- [Exercice court 1]: Rassemblez toutes les lignes de la liste qui contiennent le mot « green », en respectant la casse.

- [Extrait du texte]:
##########

3. Le problème au niveau macroéconomique
Schématiquement, le problème macroéconomique posé par la répartition est le suivant. Pour que la répartition du revenu soit cohérente avec un objectif d'équilibre économique et de croissance forte, il faut, d'une part, que la production crée sa propre demande et, d'autre part, que l'investissement soit suffisant pour élever le potentiel de croissance.
La condition que la production crée sa demande n'est pas nécessairement respectée dans un contexte où il est possible de thésauriser ou d'affecter ses revenus à consommer des biens étrangers ou à une épargne destinée au désendettement ou à l'achat d'actifs étrangers.
Or, il faut envisager que la concentration des salaires sur les plus hauts revenus et la déformation du partage de la valeur ajoutée au détriment des salaires puissent favoriser ces fuites hors du circuit économique national.
Par ailleurs, le gonflement de l'épargne auquel aboutit un mode de répartition de la valeur ajoutée devenant de plus en plus inégalitaire peut entraîner une attrition de la consommation sans pour autant être suivie d'une utilisation de l'épargne correspondante pour investir dans l'économie dont cette épargne est issue.
La question de l'optimalité de la répartition du revenu est entièrement reposée dans un contexte de globalisation économique .
Certains pays peuvent faire le choix d'un modèle de croissance tirée par l'extérieur. Puisqu'ils comptent sur la demande étrangère, ils peuvent être indifférents aux ressorts de la demande domestique. Plus encore, ils peuvent estimer avoir intérêt à ce que ces ressorts soient les moins tendus qu'il se peut. Ils gagnent en compétitivité-prix à une décrue des coûts salariaux et ils comptent sur le fait que le prix à payer en termes de croissance économique de la faiblesse de la demande domestique peut être compensé par la dynamique d'une demande étrangère d'autant plus forte qu'ils escomptent des gains de parts de marché.
Il existe, avec l'Allemagne, au coeur de l'Europe, un pays qui a fait ce choix. La soutenabilité de ce modèle de croissance sans salaires internes dépend de la dynamique des demandes adressées à ce pays par ses partenaires. Mais, des déséquilibres commerciaux sont la résultante de cette stratégie. Sa pérennité dépend de la soutenabilité de ces déséquilibres mais aussi de l'hypothèse d'un maintien de l'écart de salaires entre l'Allemagne et le reste du monde (et, tout particulièrement, de ses partenaires européens).

##########

- [Données d'entrée]:
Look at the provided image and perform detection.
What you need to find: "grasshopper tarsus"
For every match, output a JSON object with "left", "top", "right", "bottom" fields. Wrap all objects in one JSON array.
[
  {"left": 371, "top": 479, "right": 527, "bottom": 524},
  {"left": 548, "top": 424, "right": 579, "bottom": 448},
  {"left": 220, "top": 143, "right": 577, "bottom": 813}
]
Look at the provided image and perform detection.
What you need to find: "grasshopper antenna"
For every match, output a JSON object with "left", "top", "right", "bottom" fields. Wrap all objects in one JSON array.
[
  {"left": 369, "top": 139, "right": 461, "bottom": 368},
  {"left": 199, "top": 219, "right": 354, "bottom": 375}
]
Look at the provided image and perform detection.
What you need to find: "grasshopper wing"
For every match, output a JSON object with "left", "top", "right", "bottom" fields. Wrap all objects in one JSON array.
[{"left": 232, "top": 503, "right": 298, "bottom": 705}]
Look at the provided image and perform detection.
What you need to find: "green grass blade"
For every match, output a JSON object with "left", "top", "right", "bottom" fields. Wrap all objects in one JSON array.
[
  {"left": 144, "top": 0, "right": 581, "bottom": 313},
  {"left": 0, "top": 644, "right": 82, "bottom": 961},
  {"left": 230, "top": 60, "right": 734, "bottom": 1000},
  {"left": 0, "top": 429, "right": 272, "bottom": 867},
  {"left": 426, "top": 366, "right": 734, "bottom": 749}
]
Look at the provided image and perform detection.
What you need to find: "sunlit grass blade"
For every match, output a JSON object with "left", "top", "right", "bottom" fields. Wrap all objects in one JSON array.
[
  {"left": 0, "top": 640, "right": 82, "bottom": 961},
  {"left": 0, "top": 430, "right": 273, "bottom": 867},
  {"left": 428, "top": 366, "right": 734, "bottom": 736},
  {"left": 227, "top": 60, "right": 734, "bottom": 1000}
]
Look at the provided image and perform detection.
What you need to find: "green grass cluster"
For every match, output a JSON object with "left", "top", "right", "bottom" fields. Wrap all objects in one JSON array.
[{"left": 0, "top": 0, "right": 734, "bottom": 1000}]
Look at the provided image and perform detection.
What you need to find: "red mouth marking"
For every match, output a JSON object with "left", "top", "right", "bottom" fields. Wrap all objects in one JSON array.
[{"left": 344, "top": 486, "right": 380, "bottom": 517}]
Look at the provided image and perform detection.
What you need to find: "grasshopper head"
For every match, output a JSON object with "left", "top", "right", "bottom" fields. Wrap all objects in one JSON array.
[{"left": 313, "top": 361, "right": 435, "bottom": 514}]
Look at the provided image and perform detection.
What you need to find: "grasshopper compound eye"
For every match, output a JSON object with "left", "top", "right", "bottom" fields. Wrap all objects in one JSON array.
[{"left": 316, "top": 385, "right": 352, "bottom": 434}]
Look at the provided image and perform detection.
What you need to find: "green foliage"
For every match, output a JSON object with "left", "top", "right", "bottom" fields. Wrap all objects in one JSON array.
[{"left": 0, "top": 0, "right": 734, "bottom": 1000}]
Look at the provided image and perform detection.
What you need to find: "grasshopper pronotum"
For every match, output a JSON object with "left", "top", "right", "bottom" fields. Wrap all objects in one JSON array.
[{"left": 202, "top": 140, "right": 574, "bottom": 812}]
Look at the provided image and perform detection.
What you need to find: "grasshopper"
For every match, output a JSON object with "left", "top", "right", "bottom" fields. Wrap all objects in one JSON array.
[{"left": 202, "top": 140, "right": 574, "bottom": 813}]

##########

- [Exercice court 2]: D'après le texte sur la répartition du revenu, quel pays au cœur de l'Europe a choisi un modèle de croissance tirée par l'extérieur ? Répondez en quelques mots, s'il vous plaît.

- [Solution complète 1]:
What you need to find: "green grass blade"
What you need to find: "green grass cluster"
What you need to find: "green foliage"

- [Solution complète 2]: L'Allemagne.